PROBLEM TO WORK ON. In the court opinion excerpt, how deep was the unobstructed area directly in front of the platform?

##### EXCERPT TO READ

NOTE: OPINION CONTAINS TABLE OR OTHER DATA THAT IS NOT VIEWABLE

The picture which is reproduced herewith was introduced in evidence by the plaintiff and discloses the situation with clarity. Testimony as to the physical conditions adds to our understanding merely the facts concerning the lighting of the area and the fact that there was an unobstructed area eight to ten feet in depth directly in front of the platform. The lighting in that area of the building was excellent and was equal to that in other of the great stores in the city of Portland. There were floodlights displaying the model kitchen, which cast a broad over-all light, and which diffused the light over the area and provided the general lighting of the area.

The plaintiff acknowledged as a witness that the floor of the showroom was a different color from the floor of the little platform. After her fall she sat down in a chair in front of the model kitchen display and then looked and observed without difficulty the elevation of the platform. The only other witness for the plaintiff was the physician who treated her injuries.

##########
##### STORED RECORDS

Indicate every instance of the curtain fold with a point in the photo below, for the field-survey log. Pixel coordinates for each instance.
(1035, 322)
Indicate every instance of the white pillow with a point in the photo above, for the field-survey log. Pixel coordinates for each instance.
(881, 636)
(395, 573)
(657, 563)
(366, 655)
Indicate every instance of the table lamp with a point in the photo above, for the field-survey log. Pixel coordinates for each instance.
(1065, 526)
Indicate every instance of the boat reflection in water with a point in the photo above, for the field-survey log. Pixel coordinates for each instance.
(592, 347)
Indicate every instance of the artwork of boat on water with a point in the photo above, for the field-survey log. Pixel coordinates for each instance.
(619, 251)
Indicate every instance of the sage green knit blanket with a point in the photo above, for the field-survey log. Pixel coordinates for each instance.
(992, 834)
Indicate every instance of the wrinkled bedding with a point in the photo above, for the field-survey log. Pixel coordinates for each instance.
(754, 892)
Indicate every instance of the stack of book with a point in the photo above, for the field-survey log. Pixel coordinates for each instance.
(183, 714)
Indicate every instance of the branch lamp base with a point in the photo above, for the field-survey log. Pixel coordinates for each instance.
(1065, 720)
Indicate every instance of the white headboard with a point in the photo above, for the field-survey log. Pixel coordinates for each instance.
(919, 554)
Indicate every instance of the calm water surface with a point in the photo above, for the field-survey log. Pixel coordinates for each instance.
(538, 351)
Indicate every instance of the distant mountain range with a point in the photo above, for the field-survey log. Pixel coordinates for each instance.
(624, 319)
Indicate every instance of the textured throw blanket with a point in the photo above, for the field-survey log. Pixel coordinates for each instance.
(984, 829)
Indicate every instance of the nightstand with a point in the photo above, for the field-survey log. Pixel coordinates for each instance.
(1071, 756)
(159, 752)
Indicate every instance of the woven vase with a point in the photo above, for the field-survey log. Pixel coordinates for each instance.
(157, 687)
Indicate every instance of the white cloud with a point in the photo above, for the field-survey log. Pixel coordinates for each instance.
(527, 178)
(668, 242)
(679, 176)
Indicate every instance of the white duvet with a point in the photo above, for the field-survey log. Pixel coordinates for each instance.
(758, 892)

##########

COMPLETED EXERCISE. Eight to ten feet.